● **Given text**:
## BEGIN

And the MHA implementation above probably requires an MHJ anyway.
Background: How did we get here?
One of the biggest puzzles for dynamic language implementors on the JVM, and therefore for the JSR 292 (invokedynamic) Expert Group, is how to represent bits of code as small but composible units of behavior. The JVM makes it easy to compose objects according to fixed APIs, but it is surprisingly hard to do this from the back end of a compiler, when (potentially) each call site is a little different from its neighbors, and none of them match some fixed API. The missing link is an object which will represent a chunk of callable behavior, but will not require an early commitment to a fixed calling sequence. In theory-language, we want an object whose API is polymorphic over all possible method signatures, so the compiler (and runtime call site linker, in turn) can manage calls in a common framework, not one framework per signature.
Put another way, we cannot represent all callees as
Runnable or Callable, because fixed
interfaces like those serve just a subset of all interesting call
signatures. APIs which attempt to represent all possible calls,
notably Java’s Core Reflection API, simulate all signatures by
boxing arguments into an array, but this is a simulation (with
telltale overheads) rather than a native JVM realization of each
signature.
We know signature polymorphism is powerful, from our experience with many dynamic and functional languages. (For an old example, consider the Lisp APPLY function, which is an efficient but universal call generator.) Integrating such polymorphism into the Java language is challenging; that’s why the function types in Neal Gafter’s closures proposal are a significant portion of the specification.

## END

● **Supplied information**:
## BEGIN

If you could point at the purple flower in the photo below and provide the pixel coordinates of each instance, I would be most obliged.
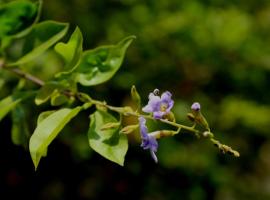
(159, 106)
(196, 106)
(148, 141)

## END

● **Problems and tasks**:
#1 Update the passage on signature polymorphism in the JVM, beginning at the words "One of the biggest" and stopping after "framework per signature.", with "dynamic language developers" put in place of "dynamic language implementors".
#2 Go on with the passage on signature polymorphism in the JVM from the point where it stops.

● **Responses by task**:
#1
One of the biggest puzzles for dynamic language developers on the JVM, and therefore for the JSR 292 (invokedynamic) Expert Group, is how to represent bits of code as small but composible units of behavior. The JVM makes it easy to compose objects according to fixed APIs, but it is surprisingly hard to do this from the back end of a compiler, when (potentially) each call site is a little different from its neighbors, and none of them match some fixed API. The missing link is an object which will represent a chunk of callable behavior, but will not require an early commitment to a fixed calling sequence. In theory-language, we want an object whose API is polymorphic over all possible method signatures, so the compiler (and runtime call site linker, in turn) can manage calls in a common framework, not one framework per signature.

#2
Happily, it is a simpler matter to integrate signature polymorphism into the JVM. As part of the JSR 292 process, I have been worrying about this for some time. The result is the present story of method handles which (a) JVMs can implement efficiently, which (b) are useful to language backends, and which (c) have a workable Java API. That last is actually the hardest, which is why I have not given it yet. (See previous paragraph.)
Before giving the API, I want to emphasize a few more points. First,
method handles (per se) are completely stateless and opaque. They
self-report their signature (S)T (via a type operation
on MethodHandle) but they reveal nothing else about their
target. They do not perform any of the symbol table queries supplied
by the Core Reflection API.
Every native call site for a method handle is hardwired with a particular signature. Compiler writers have every right to expect that, if the target method has a similar signature, the call will have only a few instructions of overhead. Likewise, a method handle’s signature is intrinsic to the handle, and completely rigid. Calls to near-miss signatures will fail, as will violations of class loader naming consistency.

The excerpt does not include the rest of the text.